**What you will do**
Before you return the lines below, strip out any images and keep every word as written.
____________________
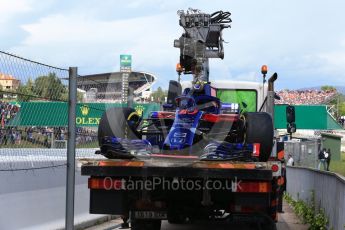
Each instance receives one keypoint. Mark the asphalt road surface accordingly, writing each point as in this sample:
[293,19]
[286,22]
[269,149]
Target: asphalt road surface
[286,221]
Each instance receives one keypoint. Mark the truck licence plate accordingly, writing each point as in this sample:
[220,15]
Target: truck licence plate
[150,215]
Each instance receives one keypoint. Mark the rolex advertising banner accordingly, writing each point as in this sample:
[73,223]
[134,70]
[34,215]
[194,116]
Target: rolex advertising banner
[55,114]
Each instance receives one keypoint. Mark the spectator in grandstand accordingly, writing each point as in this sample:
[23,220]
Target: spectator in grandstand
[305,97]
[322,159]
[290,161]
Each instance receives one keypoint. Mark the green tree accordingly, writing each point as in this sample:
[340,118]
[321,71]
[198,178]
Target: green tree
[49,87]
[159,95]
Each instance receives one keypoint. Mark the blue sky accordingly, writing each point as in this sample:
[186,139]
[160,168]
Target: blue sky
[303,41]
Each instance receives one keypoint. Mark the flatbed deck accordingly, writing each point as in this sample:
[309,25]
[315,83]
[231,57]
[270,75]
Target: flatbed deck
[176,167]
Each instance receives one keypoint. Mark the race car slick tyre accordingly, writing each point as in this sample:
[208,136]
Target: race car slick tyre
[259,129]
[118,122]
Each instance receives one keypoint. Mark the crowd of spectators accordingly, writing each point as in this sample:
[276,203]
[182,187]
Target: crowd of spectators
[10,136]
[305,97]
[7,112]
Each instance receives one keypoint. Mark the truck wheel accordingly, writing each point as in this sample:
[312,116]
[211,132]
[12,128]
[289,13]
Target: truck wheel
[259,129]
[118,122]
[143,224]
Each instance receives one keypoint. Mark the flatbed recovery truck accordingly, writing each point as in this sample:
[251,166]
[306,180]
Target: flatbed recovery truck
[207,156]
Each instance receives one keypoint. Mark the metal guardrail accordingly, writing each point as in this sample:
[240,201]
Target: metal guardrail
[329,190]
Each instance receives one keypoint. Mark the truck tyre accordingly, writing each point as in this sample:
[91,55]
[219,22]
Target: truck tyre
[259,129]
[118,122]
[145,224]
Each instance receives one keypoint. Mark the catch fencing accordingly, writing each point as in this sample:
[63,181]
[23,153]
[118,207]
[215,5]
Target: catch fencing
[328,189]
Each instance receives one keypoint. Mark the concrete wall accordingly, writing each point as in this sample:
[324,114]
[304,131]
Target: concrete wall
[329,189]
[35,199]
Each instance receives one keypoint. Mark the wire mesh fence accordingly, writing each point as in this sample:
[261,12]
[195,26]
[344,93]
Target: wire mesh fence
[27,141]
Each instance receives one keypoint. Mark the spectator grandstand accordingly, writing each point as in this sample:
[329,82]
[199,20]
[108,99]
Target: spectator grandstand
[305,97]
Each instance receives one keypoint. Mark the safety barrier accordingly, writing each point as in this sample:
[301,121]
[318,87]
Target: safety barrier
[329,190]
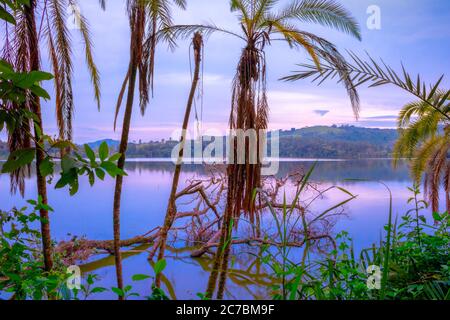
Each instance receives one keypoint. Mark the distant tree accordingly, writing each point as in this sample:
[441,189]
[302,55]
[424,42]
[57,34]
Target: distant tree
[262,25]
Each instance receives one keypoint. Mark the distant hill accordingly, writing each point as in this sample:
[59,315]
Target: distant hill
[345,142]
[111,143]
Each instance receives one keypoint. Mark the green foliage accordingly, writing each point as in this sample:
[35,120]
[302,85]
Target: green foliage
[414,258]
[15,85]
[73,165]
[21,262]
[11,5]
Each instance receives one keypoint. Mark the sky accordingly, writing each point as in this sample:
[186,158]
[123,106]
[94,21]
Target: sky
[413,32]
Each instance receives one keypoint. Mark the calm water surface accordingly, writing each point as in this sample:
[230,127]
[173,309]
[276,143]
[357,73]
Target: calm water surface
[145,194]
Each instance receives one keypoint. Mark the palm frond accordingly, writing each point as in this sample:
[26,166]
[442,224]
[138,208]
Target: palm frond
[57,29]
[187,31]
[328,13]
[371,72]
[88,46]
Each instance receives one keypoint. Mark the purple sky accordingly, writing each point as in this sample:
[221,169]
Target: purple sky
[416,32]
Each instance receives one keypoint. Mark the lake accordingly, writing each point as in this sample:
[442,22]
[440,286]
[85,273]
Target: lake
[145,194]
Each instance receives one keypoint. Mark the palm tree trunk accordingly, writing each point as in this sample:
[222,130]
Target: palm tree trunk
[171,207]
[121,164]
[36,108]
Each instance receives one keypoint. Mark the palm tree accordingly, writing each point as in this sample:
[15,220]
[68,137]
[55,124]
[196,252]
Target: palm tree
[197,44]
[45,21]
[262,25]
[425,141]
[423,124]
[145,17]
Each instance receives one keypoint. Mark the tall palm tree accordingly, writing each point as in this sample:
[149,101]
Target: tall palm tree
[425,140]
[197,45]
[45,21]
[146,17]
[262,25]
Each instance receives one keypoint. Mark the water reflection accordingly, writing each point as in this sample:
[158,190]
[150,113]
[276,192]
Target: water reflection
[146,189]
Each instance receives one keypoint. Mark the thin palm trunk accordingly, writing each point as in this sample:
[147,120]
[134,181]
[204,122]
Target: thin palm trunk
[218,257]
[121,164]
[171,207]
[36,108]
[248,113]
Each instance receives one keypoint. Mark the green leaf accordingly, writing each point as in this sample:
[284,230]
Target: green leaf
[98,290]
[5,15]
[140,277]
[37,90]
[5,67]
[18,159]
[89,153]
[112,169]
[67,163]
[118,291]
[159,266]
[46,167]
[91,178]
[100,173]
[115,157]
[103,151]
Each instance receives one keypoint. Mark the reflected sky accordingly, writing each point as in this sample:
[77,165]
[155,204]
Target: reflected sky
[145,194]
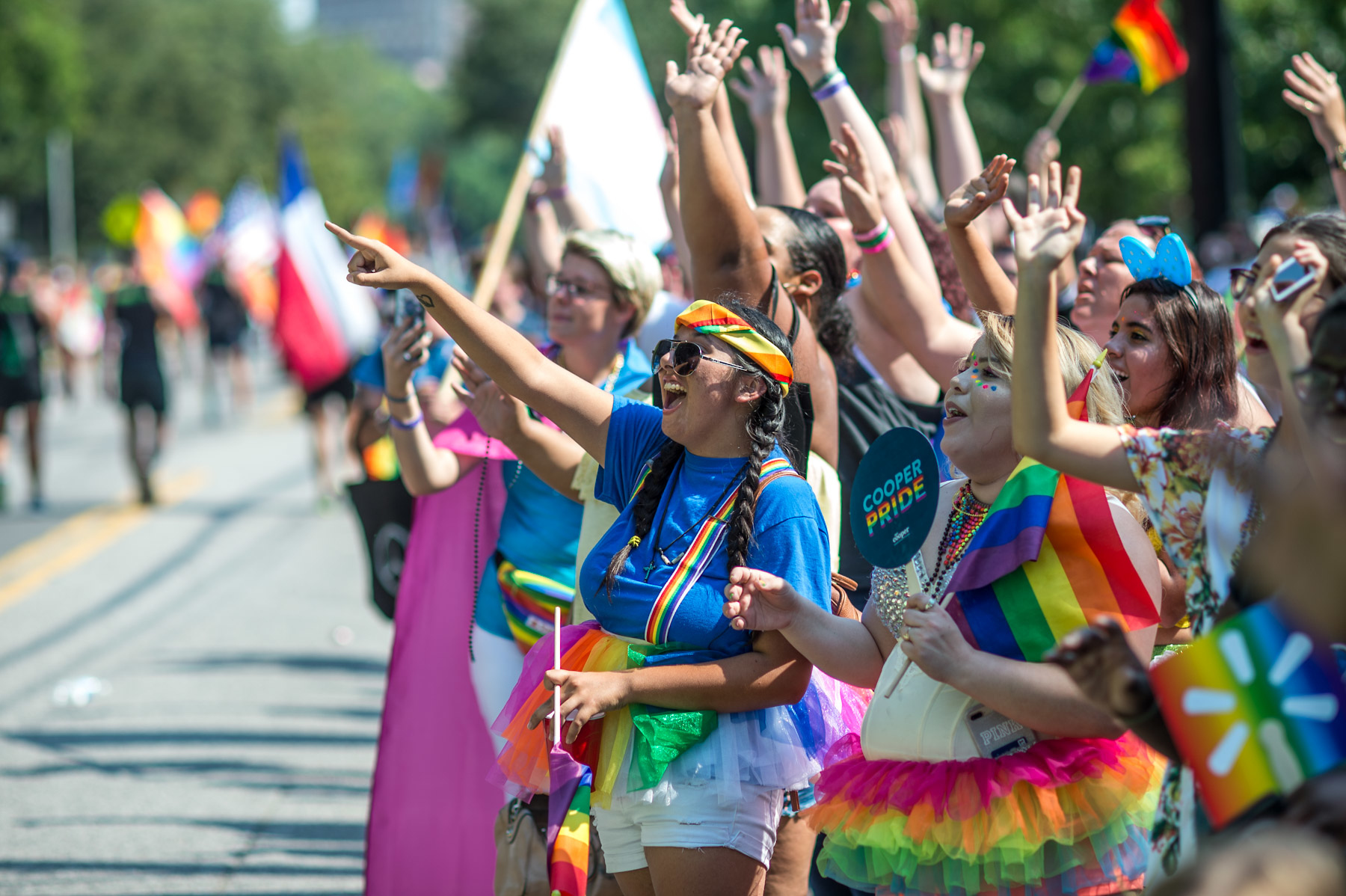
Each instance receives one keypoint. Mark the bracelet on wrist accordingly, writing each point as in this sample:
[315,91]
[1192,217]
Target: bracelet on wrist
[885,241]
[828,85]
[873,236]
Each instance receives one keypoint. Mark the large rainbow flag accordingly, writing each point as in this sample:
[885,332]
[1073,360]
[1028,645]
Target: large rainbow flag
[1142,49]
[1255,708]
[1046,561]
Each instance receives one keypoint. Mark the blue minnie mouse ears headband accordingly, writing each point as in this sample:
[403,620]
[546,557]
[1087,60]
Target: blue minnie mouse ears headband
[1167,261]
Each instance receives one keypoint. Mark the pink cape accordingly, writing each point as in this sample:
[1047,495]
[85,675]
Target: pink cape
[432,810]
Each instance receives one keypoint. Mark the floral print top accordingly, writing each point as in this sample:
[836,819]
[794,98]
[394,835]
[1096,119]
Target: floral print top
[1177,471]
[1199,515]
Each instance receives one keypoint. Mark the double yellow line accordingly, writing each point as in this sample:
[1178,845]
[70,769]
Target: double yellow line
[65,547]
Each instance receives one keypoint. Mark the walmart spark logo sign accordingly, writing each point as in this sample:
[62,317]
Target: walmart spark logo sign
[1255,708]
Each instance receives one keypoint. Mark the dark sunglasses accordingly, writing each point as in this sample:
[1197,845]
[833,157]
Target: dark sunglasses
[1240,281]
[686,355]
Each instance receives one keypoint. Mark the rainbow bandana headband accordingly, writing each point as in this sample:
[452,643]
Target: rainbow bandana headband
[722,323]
____________________
**Solution for this task**
Each instance receives one keypoint. Mark the asphalt road surface accordingly, writing each point as in this sample:
[293,19]
[286,22]
[269,149]
Target: asphalt road surface
[286,221]
Each instance receives one keypoint. Mark the truck licence plate accordingly, writing each point as in this sample:
[220,15]
Target: truck licence plate
[150,215]
Each instance receives one keypoint. Mark the rolex advertising banner accordingly, writing each point as in this sample:
[73,223]
[134,70]
[34,215]
[194,116]
Target: rolex advertising banner
[55,114]
Each instance receives one keypoint. Mark the spectator in grandstand accordingly, writing each point as in this sample:
[23,220]
Target: spectator in grandstand
[305,97]
[322,159]
[290,161]
Each instance receives one keypoint. Mark the green tree accordingly, writing each point as in this sample:
[340,118]
[321,71]
[198,178]
Target: green tree
[49,87]
[159,95]
Each instance receives one keypoint. Mark the blue sky accordingly, writing each point as in this sample:
[186,139]
[160,168]
Target: blue sky
[303,41]
Each instance receives one keypoint. Mark the flatbed deck accordingly, writing each point as in this sample:
[309,25]
[315,83]
[231,57]
[270,75]
Target: flatbed deck
[176,167]
Each instance receives one keypoint. Mark the race car slick tyre accordingly, writing each point as in this sample:
[208,136]
Target: race car slick tyre
[259,129]
[118,122]
Each instance receives one keypoint. Mark the crowd of spectators accordingly, writing each point as in this sample:
[276,203]
[182,187]
Target: crowd of spectators
[10,136]
[305,97]
[7,112]
Each instance receives one keypoint. Mark the truck wheel accordingly, writing each point as in this sample:
[312,116]
[211,132]
[12,128]
[289,13]
Target: truck wheel
[259,129]
[118,122]
[143,224]
Each instance receives one keypoint. Mark the flatbed recovery truck accordingly, writing each point as in this sample:
[251,166]
[306,180]
Target: flatbed recovery truck
[207,156]
Each instance receives one keypoint. Mark the metal guardrail accordingly, writing each point as in this sample:
[240,201]
Target: metal guardrail
[329,190]
Each instance receives one keypoint. Mark the truck tyre accordingly, writing each point as in this sample:
[91,55]
[219,22]
Target: truck tyre
[259,129]
[118,122]
[145,224]
Each instance receives one keypoint. Mark the catch fencing accordingly, writing each point as in this sample:
[63,181]
[23,153]
[118,207]
[215,5]
Target: catch fencing
[328,189]
Each instance receives one keypoint. Mark the concrete wall accordingly, writing each point as in this sample:
[324,114]
[304,131]
Target: concrete wall
[329,189]
[35,199]
Each instance receives one keypoint. Mark the wire mesh fence accordingly, writing each point as in this sample:
[261,12]
[195,26]
[344,93]
Target: wire mesh fence
[27,141]
Each instance receives one keypoint. Mark the spectator grandstand accordingly, writing each point as in this sample:
[329,82]
[199,20]
[108,99]
Target: spectator grandstand
[305,97]
Each instance receives one keypoint. Mark the safety barrier accordingly, writing each point as in this sample:
[301,121]
[318,87]
Target: safety barrier
[329,190]
Each instance receives one keypoint. Mark the distant tree accordingly, writing each point as in this sample:
[441,189]
[302,55]
[424,42]
[57,34]
Target: distant tree
[262,25]
Each instance receives one keypoint. Mark the distant hill accordingly, writing each point as in this sample:
[59,315]
Target: distant hill
[345,142]
[111,143]
Each instance receives one keypoint. Mark the green foliage accordingly, writing each point as in this sample:
[35,120]
[302,85]
Target: green foliage
[414,258]
[15,85]
[73,165]
[21,262]
[11,5]
Each instance receives one keypoint. Mark the sky accordingly, writing each point as in this sample:
[186,158]
[123,106]
[94,21]
Target: sky
[413,32]
Each instance receives one keypoint. Mark the calm water surface accordingly, writing each point as in this sample:
[230,127]
[173,309]
[276,143]
[357,73]
Target: calm water surface
[145,194]
Each instance receives one keypoint. Mark the palm frond accordingly, writing each point as in this sample:
[26,166]
[442,224]
[138,208]
Target: palm frond
[57,29]
[187,31]
[328,13]
[371,72]
[88,46]
Each instance receives one keypoint. Mark the purple sky accordingly, writing each point as in this sample:
[221,169]
Target: purple sky
[416,32]
Each instance receives one keypoint. Mark the lake accordingly, writing each point as in this sample:
[442,22]
[440,286]
[85,273]
Target: lake
[145,194]
Each instance receives one keypoint. Mark the palm tree trunk accordingly, writing each point as in this sample:
[222,130]
Target: palm tree trunk
[171,207]
[121,164]
[36,108]
Each instance receives one keypoint. Mark the palm tree accordingly, writing each point as in this sample:
[15,220]
[68,137]
[55,124]
[196,252]
Target: palm tree
[197,44]
[45,21]
[262,25]
[425,141]
[423,124]
[145,17]
Each instance receives one keypoint. Mark the tall palm tree accordingly, writing each point as in this sample:
[149,101]
Target: tall palm tree
[425,140]
[197,45]
[45,21]
[146,17]
[262,25]
Each instance receives one keypoint. Mark the water reflection accordingly, writing each point as in this sample:
[158,190]
[150,113]
[276,192]
Target: water reflection
[146,189]
Each instance receives one keypoint. Mark the thin palm trunk accordingly, writing each point as in this sample:
[147,120]
[134,181]
[204,122]
Target: thin palm trunk
[218,257]
[121,164]
[171,207]
[36,108]
[248,113]
Each instance receives one keypoint. Mark the green leaf accordingly, writing each point as in this sample:
[284,230]
Target: green leaf
[98,290]
[5,15]
[140,277]
[37,90]
[5,67]
[18,159]
[89,153]
[112,169]
[67,163]
[118,291]
[159,266]
[46,167]
[91,178]
[100,173]
[115,157]
[103,151]
Each instance receives one keypoint. Mark the reflected sky accordingly, writing each point as in this sample:
[77,165]
[155,204]
Target: reflected sky
[145,194]
Each instance receives one keypoint. Mark the bracelet on wrist accordingly, writing each point as in this sample:
[315,91]
[1192,217]
Target: bracelet on wrist
[885,241]
[828,85]
[873,236]
Each instance receives one keypoint. Mark the large rainbow flag accordingly, writing each point as in this sample:
[885,332]
[1073,360]
[1028,645]
Target: large rainbow flag
[1142,49]
[1255,708]
[1046,561]
Each instance receives one keypoint. Mark the blue minnie mouse ears headband accordingly, writing each point as in this sample:
[403,620]
[546,557]
[1087,60]
Target: blue minnie mouse ears headband
[1167,261]
Each instance receives one keypoint. Mark the pink cape accordingly, writing each point as in this sample:
[1047,495]
[85,675]
Target: pink cape
[432,810]
Each instance receives one keypoint. Mark the floral print top accordingly, writing each point as in this sample:
[836,819]
[794,98]
[394,835]
[1096,119]
Target: floral print top
[1177,471]
[1199,515]
Each instance receives one keypoint. Mark the double yellow line accordingly, writing each point as in this sample:
[1178,845]
[70,769]
Target: double yellow line
[65,547]
Each instance receives one keypoint. Mark the walmart spark logo sign accordingly, writing each point as in this sample:
[62,317]
Target: walmart spark logo sign
[1255,708]
Each instance receives one keypoint. Mark the dark sunglasses accordingly, writing each point as in this sample:
[1197,845]
[833,157]
Target: dark sunglasses
[1240,281]
[686,355]
Each instance receives one keypoint. Mark the rainbow bandana headband accordingly, writing each point as in this sample:
[452,643]
Target: rainbow bandana headband
[722,323]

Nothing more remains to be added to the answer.